Problem
Rewrite the stretch from the start of the items through the line containing "Provide the mask", substituting "object" for every occurrence of "instance" and leaving all else unchanged.

Input data
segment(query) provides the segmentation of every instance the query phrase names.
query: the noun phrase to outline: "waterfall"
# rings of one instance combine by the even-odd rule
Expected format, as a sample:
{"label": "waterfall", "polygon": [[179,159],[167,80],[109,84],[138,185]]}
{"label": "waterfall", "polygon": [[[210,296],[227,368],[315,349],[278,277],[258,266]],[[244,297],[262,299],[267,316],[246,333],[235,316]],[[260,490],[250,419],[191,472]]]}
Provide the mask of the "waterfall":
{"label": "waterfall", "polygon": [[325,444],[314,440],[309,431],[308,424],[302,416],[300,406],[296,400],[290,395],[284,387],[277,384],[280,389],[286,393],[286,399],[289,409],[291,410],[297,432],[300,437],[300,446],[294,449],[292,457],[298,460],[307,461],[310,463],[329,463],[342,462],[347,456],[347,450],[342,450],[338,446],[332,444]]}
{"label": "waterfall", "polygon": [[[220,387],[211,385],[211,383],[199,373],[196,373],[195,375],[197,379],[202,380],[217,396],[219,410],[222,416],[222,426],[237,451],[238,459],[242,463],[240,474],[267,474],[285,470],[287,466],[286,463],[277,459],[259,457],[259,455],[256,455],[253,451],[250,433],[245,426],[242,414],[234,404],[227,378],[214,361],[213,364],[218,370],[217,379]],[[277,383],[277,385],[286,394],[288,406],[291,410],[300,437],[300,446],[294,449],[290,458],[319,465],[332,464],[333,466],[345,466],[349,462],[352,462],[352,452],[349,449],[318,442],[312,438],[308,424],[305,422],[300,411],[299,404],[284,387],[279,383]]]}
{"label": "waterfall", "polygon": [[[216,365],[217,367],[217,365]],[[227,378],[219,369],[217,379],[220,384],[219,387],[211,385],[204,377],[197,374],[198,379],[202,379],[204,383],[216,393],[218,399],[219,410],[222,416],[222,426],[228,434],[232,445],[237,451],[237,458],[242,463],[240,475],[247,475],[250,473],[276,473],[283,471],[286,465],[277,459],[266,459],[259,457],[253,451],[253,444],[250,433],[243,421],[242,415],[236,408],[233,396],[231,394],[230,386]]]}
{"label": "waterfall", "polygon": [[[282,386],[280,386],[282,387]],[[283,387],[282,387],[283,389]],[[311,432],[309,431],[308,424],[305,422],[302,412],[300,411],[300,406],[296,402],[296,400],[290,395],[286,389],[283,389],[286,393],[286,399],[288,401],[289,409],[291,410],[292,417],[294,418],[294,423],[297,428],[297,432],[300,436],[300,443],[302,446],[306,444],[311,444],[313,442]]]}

Output for this task
segment(query) provides the segmentation of every object the query phrase names.
query: the noun phrase to outline: "waterfall"
# rings of one object combine by the even-odd rule
Expected format, as a sample:
{"label": "waterfall", "polygon": [[179,159],[167,80],[109,84],[138,185]]}
{"label": "waterfall", "polygon": [[[210,296],[227,368],[315,349],[278,277],[258,266]],[[244,297],[262,299],[267,316],[246,333],[235,316]],[[260,490],[250,419],[191,472]]]}
Provide the mask of the "waterfall":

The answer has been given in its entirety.